:: Material for the task ::

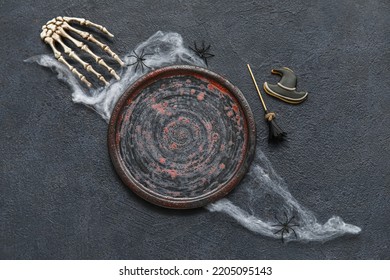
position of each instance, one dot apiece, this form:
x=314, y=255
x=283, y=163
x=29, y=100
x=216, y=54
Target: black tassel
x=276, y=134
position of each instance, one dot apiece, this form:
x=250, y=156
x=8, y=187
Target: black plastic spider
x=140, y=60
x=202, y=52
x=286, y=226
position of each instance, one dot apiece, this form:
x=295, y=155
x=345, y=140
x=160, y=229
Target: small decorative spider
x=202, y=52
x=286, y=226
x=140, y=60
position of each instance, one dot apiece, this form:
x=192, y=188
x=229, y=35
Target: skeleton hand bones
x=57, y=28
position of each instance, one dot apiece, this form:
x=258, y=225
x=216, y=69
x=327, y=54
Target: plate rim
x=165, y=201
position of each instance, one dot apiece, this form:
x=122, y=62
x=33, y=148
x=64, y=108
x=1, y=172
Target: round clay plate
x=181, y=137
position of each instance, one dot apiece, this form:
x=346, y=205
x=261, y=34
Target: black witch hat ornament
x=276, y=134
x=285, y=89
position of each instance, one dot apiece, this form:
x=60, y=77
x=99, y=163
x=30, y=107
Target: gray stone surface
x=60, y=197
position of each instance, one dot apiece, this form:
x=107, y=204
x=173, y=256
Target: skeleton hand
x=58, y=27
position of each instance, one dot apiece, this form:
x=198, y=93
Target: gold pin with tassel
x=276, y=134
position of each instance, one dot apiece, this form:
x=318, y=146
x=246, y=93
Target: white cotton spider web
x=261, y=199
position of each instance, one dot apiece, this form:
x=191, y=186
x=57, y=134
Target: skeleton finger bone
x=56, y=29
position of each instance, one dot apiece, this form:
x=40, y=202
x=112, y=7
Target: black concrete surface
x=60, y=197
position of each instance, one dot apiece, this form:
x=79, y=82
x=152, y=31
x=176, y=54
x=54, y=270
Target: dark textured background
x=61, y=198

:::

**Task goal:**
What comes back should match the records exactly, minus any pictures.

**Response:**
position of each instance, one dot apiece, this form:
x=314, y=255
x=283, y=163
x=29, y=100
x=216, y=54
Target: black tassel
x=276, y=134
position of each instance, one dot apiece, this form:
x=250, y=156
x=8, y=187
Target: black plastic spider
x=140, y=60
x=202, y=52
x=286, y=226
position of each instance, one dot apiece, this form:
x=295, y=155
x=345, y=140
x=160, y=229
Target: small decorative spider
x=202, y=52
x=286, y=226
x=140, y=60
position of each instance, one dot apiece, this form:
x=192, y=188
x=229, y=35
Target: skeleton hand bones
x=57, y=28
position of each instance, one dot apiece, this form:
x=258, y=225
x=216, y=69
x=327, y=54
Target: plate rim
x=165, y=201
position of each instance, one dot apiece, this form:
x=122, y=62
x=33, y=148
x=64, y=108
x=1, y=172
Target: round clay plate
x=181, y=137
position of each instance, one dot apiece, this form:
x=346, y=205
x=261, y=34
Target: black witch hat ornament
x=276, y=134
x=285, y=89
position of each instance, one dot apiece, this form:
x=60, y=77
x=99, y=163
x=30, y=107
Target: gray stone surface
x=60, y=197
position of each instance, one dot apiece, this form:
x=107, y=204
x=173, y=256
Target: skeleton hand
x=58, y=27
position of each instance, one dot apiece, this form:
x=198, y=93
Target: gold pin with tassel
x=276, y=134
position of each instance, one dot apiece, this form:
x=318, y=146
x=246, y=93
Target: white cotton spider web
x=261, y=199
position of each instance, one dot apiece, this form:
x=191, y=186
x=57, y=134
Target: skeleton finger bone
x=56, y=29
position of each instance, one dot apiece, this form:
x=40, y=202
x=112, y=7
Target: black concrete surface
x=60, y=197
position of each instance, one dot apiece, this form:
x=79, y=82
x=152, y=31
x=176, y=54
x=54, y=270
Target: dark textured background
x=61, y=198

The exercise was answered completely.